[[ Dataset excerpts, beginning ]]
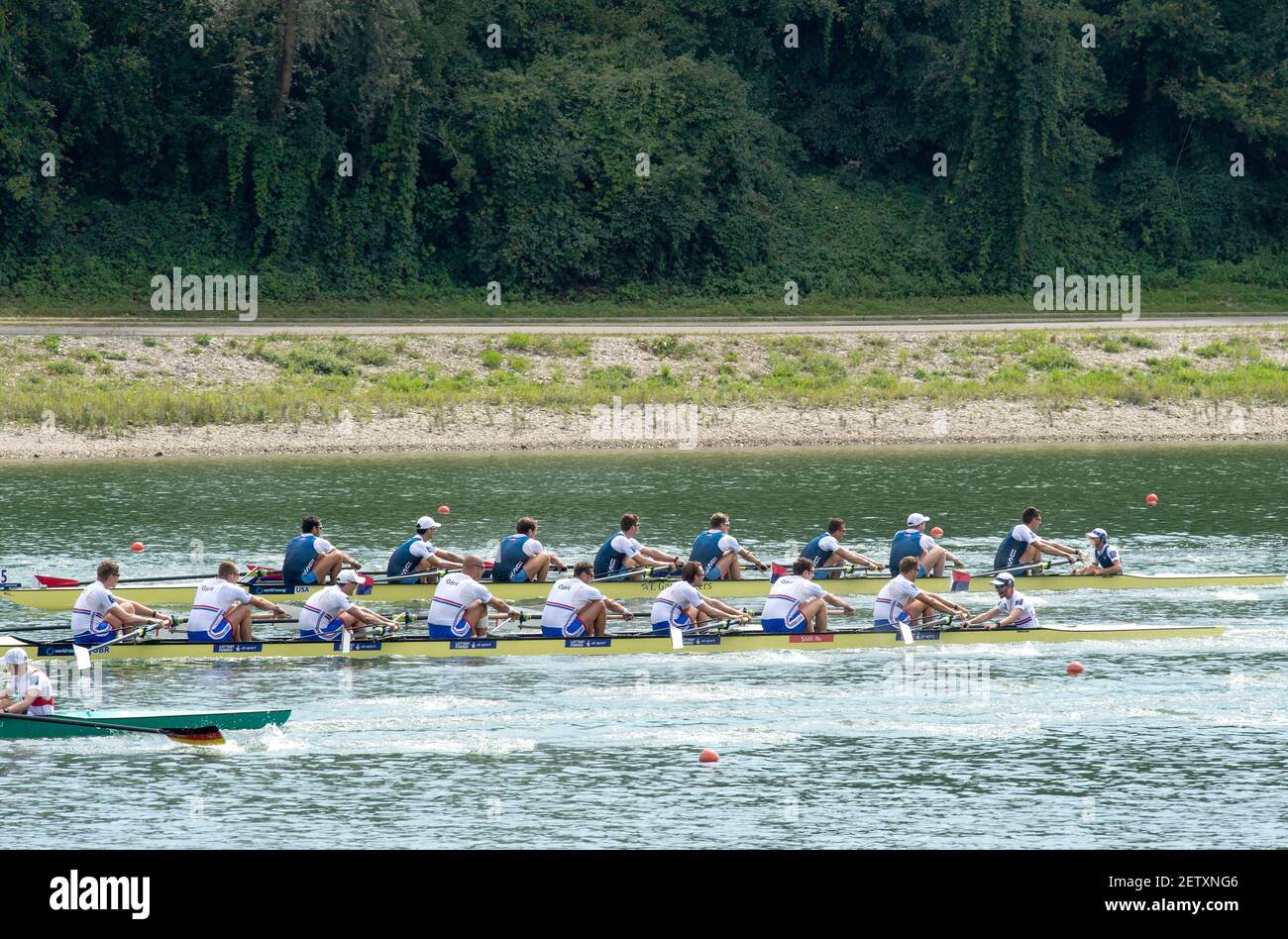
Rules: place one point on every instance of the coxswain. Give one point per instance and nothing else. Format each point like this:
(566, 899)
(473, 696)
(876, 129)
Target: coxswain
[[ Dataset excerpts, end ]]
What needs to be done: Transcribe the listing exactly. Its images are to be omitted.

Result of the exercise:
Rules: place one point on every instance of the coxswain. Give one point per instance and nothing else. Format each point like this:
(566, 899)
(473, 696)
(876, 129)
Target: coxswain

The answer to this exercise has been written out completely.